■ OBJECTIVE:
List every line in the entries that contains the word "shirt".

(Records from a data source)
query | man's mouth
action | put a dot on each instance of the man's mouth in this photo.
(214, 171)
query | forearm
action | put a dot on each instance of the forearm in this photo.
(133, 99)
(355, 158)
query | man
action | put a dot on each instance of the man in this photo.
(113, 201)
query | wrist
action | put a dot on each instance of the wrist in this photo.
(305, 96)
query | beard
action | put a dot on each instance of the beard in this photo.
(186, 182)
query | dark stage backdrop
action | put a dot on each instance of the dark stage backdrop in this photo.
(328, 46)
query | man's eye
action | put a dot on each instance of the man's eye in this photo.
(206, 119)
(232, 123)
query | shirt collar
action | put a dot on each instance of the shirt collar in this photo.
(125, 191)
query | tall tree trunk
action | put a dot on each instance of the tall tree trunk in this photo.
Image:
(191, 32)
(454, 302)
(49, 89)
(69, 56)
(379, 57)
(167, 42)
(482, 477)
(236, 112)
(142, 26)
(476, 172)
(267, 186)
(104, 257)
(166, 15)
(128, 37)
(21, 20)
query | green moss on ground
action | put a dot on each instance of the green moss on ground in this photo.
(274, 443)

...

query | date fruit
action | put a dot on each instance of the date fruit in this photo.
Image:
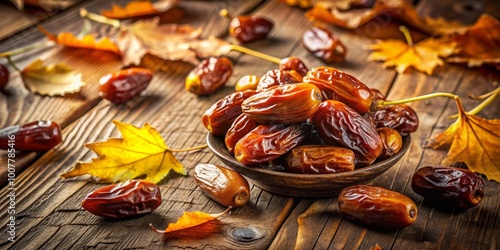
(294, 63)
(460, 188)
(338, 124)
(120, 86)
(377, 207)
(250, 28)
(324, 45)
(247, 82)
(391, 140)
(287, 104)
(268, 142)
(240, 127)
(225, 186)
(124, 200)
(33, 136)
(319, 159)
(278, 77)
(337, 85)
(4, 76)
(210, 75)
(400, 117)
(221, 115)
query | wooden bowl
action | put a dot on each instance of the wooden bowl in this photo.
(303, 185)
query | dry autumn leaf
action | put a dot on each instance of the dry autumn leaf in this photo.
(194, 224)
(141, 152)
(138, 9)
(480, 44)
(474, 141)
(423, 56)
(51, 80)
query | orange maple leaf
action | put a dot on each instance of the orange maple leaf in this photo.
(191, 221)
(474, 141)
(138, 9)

■ REPLY TO THE TASK:
query | shirt collar
action | put a dot on each instance of the shirt collar in this photo.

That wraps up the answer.